Please copy every one of the entries below word for word, keeping each line unchanged.
Data to process start
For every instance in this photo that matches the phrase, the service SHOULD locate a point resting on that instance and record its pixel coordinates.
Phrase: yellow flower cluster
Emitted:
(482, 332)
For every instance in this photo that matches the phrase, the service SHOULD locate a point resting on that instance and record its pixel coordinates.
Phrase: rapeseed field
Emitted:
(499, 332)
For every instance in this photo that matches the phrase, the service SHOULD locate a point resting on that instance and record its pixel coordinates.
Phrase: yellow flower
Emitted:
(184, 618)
Data to process end
* **Solution to the exercise**
For every instance in this photo that matches the phrase, the service SHOULD locate a point resting on that instance and record its pixel coordinates.
Phrase: yellow flower cluster
Emitted:
(482, 332)
For every instance in this photo that matches the phrase, the service SHOULD locate a point resting on that instance and record its pixel coordinates.
Phrase: rapeseed field
Emitted:
(499, 332)
For every instance in this photo that matches the phrase, the service SHOULD locate a point resting on that instance and record its pixel coordinates.
Phrase: yellow flower
Emitted:
(184, 618)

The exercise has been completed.